_Source extract:_
———

My heart goes out to you and your family. I did not know Max but the times that you spoke about him were with love. God bless you all!
- Josh and Prizer Family
Posted by Gail Bob Baragona on September 19, 2019
 We first met Max over 25 years ago when we became neighbors and friends. He was an adorable child with a loving personality and a big smile. We always remember Max as a playful inquisitive, happy child, who loved playing basketball in his driveway.
 Max grew up to be a wonderful and accomplished young man who made his parents and family so proud of him. We can remember spending time with Max as he shared his future plans and goals; he was so excited about his career choice and living in NYC. His handsome face and bright outlook on life forever remains in our memories..
 Our hearts are filled with deep sorrow and wish Janet, Jim and Brett peace and comfort in this incredibly difficult time. May our friendship, sympathy and heart filled condolences bring you some comfort.
Love,
Gail and Bob Baragona
Posted by Mary Beth Johnsen on September 16, 2019
Janet, Jim and Brett~

Our family wants to extend our deepest sympathy in the loss of your wonderful son and brother Max. There will never be any words to ever express this tragic loss. Although we missed out on the opportunity to formally meet Max, we know how much he radiated such life, spirit and love through all the memories Melanie (and you both) have shared over these past months and recent days. We can only imagine how special it was to have Max these past 27 years -seeing our daughter so happy these past months only confirms the amazing individual Max truly was. We are praying Max can give you strength from above and that you heal with your wonderful memories to carry forward in the spirit in which he lived each day. We can never thank you enough for all your kindness and support of Melanie. It truly means so much and just shows what loving parents you both are. You raised a really wonderful son. We will remember Max always in our hearts.

———

_Task objective:_
Copy the part of the condolence messages that begins with the words containing "- Josh and Prizer" and ends with "in our memories..".

(Object pointing dataset rows)
———

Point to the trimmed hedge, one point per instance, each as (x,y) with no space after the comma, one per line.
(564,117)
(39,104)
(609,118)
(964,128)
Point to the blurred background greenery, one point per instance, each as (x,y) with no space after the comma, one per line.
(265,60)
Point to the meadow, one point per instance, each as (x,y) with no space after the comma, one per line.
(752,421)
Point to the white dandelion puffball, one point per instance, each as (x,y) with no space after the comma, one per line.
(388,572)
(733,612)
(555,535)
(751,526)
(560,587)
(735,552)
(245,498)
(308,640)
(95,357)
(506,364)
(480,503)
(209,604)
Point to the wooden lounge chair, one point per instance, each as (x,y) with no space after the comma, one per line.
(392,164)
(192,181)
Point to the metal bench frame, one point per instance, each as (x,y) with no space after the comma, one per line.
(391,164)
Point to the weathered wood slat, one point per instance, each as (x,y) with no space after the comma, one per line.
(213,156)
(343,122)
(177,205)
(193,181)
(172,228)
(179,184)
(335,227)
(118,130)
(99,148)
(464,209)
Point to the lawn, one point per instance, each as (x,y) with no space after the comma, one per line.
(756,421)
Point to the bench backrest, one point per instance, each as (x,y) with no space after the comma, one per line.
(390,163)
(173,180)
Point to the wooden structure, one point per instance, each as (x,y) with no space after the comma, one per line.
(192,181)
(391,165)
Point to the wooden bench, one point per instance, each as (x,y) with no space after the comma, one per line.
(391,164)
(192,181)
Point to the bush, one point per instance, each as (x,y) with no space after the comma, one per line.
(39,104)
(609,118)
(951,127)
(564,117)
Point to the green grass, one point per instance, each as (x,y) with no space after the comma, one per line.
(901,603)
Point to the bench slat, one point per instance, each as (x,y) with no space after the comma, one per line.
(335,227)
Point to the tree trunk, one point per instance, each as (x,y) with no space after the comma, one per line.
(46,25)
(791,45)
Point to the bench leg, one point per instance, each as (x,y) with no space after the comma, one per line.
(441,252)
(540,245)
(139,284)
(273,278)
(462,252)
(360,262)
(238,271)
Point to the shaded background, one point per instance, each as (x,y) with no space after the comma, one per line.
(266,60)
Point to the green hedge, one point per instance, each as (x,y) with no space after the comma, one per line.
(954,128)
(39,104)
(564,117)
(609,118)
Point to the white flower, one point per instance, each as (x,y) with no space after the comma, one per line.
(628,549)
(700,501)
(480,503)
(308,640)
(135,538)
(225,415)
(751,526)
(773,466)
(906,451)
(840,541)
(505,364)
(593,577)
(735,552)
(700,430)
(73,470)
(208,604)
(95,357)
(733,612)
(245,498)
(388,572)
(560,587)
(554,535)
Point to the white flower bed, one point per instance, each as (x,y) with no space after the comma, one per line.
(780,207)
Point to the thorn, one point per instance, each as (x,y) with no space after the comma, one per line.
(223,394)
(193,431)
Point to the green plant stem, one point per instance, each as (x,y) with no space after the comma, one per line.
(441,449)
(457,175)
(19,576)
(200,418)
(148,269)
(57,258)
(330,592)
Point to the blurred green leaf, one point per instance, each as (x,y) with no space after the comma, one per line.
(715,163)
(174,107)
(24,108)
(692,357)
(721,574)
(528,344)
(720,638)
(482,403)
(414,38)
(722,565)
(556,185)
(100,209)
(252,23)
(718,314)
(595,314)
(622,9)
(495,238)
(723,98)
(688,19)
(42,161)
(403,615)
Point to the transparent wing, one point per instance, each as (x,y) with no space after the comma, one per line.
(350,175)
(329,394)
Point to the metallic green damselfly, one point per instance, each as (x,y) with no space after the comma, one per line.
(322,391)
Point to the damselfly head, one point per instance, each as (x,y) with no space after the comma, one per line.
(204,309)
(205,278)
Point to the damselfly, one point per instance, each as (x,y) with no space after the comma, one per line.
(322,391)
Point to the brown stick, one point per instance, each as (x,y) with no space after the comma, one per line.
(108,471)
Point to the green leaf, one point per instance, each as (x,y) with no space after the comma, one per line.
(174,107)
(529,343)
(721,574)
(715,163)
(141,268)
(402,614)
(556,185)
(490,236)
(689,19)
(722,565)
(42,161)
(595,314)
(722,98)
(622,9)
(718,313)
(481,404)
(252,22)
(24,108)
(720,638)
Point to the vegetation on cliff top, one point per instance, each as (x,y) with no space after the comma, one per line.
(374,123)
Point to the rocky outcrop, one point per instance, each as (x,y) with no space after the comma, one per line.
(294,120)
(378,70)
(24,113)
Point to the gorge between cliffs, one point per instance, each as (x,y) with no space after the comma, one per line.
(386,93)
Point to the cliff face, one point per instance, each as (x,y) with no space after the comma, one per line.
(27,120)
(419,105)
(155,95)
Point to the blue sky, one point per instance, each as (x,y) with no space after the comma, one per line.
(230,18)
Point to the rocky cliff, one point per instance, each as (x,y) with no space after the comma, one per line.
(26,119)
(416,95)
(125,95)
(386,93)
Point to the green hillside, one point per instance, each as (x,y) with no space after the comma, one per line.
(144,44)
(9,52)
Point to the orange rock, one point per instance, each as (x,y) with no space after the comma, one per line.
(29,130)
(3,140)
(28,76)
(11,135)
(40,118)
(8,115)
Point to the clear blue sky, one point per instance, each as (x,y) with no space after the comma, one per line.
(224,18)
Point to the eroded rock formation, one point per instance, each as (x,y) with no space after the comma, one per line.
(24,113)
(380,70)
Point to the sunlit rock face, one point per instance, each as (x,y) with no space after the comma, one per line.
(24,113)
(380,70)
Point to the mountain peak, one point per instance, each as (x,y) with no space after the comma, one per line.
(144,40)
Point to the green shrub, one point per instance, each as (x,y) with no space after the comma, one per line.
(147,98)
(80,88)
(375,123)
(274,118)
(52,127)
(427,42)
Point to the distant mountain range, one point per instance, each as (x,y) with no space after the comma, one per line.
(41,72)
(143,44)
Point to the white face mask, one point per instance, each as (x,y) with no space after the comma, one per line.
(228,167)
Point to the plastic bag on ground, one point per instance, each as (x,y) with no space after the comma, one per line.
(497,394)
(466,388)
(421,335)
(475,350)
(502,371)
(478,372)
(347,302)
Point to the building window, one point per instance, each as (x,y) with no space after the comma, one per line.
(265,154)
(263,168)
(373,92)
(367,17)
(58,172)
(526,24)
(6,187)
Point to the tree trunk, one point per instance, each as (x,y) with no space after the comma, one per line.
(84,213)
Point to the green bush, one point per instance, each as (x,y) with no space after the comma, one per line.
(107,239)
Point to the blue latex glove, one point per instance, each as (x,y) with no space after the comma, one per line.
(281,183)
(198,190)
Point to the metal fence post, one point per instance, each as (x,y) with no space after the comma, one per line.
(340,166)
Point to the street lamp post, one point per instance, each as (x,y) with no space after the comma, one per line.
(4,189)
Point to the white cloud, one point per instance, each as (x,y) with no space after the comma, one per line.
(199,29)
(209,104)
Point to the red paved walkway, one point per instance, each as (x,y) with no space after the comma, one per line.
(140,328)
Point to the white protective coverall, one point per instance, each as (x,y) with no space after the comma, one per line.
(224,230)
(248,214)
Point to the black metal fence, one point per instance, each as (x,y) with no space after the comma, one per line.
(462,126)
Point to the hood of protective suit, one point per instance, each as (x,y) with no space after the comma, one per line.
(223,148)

———

_Response to the exercise:_
- Josh and Prizer Family
Posted by Gail Bob Baragona on September 19, 2019
 We first met Max over 25 years ago when we became neighbors and friends. He was an adorable child with a loving personality and a big smile. We always remember Max as a playful inquisitive, happy child, who loved playing basketball in his driveway.
 Max grew up to be a wonderful and accomplished young man who made his parents and family so proud of him. We can remember spending time with Max as he shared his future plans and goals; he was so excited about his career choice and living in NYC. His handsome face and bright outlook on life forever remains in our memories..